> [Document section]
^^^^^^^^
Garfield County housing inventory still shrinking |

Garfield County housing inventory still shrinking

John Stroud
Glenwood Springs Post Independent
A for-sale sign outside one of the few houses that are available for sale in Glenwood Springs, where inventory is hovering between only about 1.5 and 3 months' supply, according to the area Realtors Association year-end report for 2019.
Chelsea Self / Post Independent

The inventory of homes for sale in Garfield County reached a 10-year low headed into 2020, while ever-increasing prices for all types of residential units are keeping things decidedly on the sellers’ side of the market.

According to the Colorado Association of Realtors (CAR) year-end Housing Market Report, Garfield County saw one of the biggest inventory drops in the state last year, based on a key measure factoring the number of months it would hypothetically take to sell through the available supply.

By the end of December, Garfield County — including the communities of Carbondale, Glenwood Springs, New Castle, Silt, Rifle and Parachute/Battlement Mesa — had seen its inventory of single-family homes fall to just three months of supply.

That’s a 36.2% drop from the 4.7-month supply recorded at the end of 2018. In raw numbers, the county had 202 active single-family listings at the end of 2019, compared with 341 to close out the prior year.

Inventory is even more scarce in the townhouse and condo market. According to the year-end report, Garfield County had 67 active listings of multifamily units for sale — a 2.3-month supply — compared with 87, or 3.4 months, at the end of 2018.

A five- to six-month supply is generally considered a “balanced market,” according to Erin Bassett of Coldwell Banker Mason Morse, who is the current president of the Glenwood Springs Association of Realtors. More than six months is a buyer’s market, while less than that is considered a seller’s market.

Garfield County hasn’t had a buyer’s market since 2014-15, according to the historical trend for Garfield County looking back over the past decade. Long gone are the post-recession years of 2010-12 when there was anywhere from a 10- to 40-month supply — along with a record number of foreclosures.

“While our market continues to struggle with low inventory, which of course results in higher prices, we are starting to see some new construction which brings hope to first-time homebuyers as well as move-up buyers,” Bassett wrote in her year-end summary that was included as part of the statewide CAR report. “Spring should bring new resale inventory as well.”

The median sale price for all types of housing units in Garfield County increased 6.4% year over year compared with 2018, from $357,000 to $380,000. However, the average sales price rose 11.5%, to $484,451, reflecting sales in the higher price brackets.

In the single-family market, “the percent of list price received remains comparable to 2018, at 97%,” meaning sellers are generally getting what they’re asking, Bassett said. The same was true for the townhouse and condo market, where the median price rose 11.2% and the percent of list price was 98%.

“We just, honestly, have no inventory,” Bassett said, noting that the majority of residential properties available are on the upper end of the price range.
^^^^^^^^
> [Data extract]
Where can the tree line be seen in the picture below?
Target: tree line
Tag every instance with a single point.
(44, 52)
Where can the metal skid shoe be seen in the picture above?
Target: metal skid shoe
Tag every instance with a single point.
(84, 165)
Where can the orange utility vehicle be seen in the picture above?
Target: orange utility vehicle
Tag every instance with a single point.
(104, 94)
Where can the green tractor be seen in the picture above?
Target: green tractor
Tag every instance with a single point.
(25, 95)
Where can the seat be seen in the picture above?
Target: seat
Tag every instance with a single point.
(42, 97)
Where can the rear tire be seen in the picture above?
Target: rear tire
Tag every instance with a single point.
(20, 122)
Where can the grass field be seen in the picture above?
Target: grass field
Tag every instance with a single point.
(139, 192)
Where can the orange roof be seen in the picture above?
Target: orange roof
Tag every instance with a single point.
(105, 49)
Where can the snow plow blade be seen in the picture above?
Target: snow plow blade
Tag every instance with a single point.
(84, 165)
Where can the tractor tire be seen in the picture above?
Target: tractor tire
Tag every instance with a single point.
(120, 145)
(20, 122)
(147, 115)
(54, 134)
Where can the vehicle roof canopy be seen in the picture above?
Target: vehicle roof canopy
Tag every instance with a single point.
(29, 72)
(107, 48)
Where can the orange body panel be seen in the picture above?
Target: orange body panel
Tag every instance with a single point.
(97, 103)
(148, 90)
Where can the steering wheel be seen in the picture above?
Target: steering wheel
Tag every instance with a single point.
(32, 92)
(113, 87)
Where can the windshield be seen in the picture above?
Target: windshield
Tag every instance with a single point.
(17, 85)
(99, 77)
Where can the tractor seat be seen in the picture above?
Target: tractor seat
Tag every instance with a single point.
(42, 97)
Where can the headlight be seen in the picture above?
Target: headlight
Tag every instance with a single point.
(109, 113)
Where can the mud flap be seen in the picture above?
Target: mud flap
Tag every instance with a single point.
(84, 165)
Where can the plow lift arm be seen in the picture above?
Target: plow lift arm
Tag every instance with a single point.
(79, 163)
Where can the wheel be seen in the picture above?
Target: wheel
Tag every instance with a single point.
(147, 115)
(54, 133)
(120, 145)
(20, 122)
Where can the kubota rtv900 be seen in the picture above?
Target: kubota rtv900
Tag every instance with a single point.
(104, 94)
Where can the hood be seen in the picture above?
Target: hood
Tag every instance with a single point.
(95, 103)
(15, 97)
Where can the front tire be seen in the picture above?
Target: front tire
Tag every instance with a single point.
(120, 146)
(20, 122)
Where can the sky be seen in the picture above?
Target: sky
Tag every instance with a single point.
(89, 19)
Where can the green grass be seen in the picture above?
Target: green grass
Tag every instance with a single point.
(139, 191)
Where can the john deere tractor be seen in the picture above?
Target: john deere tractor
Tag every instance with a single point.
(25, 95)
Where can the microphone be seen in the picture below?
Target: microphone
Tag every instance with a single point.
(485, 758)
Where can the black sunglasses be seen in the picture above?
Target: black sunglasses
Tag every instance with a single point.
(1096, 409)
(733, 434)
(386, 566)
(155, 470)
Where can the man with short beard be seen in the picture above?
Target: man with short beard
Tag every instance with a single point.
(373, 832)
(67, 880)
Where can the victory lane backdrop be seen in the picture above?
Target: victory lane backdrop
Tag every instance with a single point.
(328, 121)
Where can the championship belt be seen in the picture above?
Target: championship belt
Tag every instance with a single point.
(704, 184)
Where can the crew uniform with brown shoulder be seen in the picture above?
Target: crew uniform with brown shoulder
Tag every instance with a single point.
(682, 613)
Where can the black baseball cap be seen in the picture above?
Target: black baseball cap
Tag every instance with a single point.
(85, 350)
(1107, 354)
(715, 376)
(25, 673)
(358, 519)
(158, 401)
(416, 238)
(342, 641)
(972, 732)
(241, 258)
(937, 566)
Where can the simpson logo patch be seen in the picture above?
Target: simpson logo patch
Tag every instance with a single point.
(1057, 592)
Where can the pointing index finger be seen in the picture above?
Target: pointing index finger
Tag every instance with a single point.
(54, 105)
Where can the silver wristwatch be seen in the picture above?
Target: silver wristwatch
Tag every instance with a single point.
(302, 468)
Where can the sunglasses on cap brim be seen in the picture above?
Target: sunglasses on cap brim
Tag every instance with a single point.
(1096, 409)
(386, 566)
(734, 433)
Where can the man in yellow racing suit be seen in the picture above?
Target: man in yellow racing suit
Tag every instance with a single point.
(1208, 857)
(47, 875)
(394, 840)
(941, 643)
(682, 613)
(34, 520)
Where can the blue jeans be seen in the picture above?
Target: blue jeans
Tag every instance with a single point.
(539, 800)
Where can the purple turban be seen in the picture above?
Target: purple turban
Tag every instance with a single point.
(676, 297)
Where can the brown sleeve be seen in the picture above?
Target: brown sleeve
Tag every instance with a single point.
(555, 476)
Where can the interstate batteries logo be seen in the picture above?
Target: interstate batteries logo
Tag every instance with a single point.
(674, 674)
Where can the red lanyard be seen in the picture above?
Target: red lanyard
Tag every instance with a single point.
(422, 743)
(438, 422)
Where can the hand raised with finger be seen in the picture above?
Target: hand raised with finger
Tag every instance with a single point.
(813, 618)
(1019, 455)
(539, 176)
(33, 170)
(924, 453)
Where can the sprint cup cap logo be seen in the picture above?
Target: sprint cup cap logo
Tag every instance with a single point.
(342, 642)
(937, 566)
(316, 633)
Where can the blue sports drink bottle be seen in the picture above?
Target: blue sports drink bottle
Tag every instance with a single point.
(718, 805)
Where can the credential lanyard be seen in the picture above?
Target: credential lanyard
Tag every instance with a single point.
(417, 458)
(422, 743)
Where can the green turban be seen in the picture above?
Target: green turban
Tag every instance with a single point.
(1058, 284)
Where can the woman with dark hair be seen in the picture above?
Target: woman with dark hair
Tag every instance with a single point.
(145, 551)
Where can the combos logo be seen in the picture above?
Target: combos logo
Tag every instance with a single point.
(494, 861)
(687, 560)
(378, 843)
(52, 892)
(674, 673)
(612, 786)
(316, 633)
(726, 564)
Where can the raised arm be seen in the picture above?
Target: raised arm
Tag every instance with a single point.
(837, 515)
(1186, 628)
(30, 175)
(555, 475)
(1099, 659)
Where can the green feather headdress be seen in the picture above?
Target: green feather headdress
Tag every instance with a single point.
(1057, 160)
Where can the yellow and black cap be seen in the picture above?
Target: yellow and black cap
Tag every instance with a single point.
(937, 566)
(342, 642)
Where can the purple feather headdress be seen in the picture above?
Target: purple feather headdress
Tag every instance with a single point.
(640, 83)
^^^^^^^^
> [Required tasks]
1. In the housing inventory article, rename "listings" as "properties" throughout the stretch from "That’s a 36.2%" through "a seller’s market." and give that stretch again.
2. Answer these questions from the housing inventory article:
(a) How many active single-family listings did Garfield County have at the end of 2019?
(b) What was the 2019 median sale price for all types of housing units in Garfield County?
(c) Who is the current president of the Glenwood Springs Association of Realtors?
The listing plays no part in this work.

> [Answers for this exercise]
1.
That’s a 36.2% drop from the 4.7-month supply recorded at the end of 2018. In raw numbers, the county had 202 active single-family properties at the end of 2019, compared with 341 to close out the prior year.

Inventory is even more scarce in the townhouse and condo market. According to the year-end report, Garfield County had 67 active properties of multifamily units for sale — a 2.3-month supply — compared with 87, or 3.4 months, at the end of 2018.

A five- to six-month supply is generally considered a “balanced market,” according to Erin Bassett of Coldwell Banker Mason Morse, who is the current president of the Glenwood Springs Association of Realtors. More than six months is a buyer’s market, while less than that is considered a seller’s market.

2.
(a) 202
(b) $380,000
(c) Erin Bassett of Coldwell Banker Mason Morse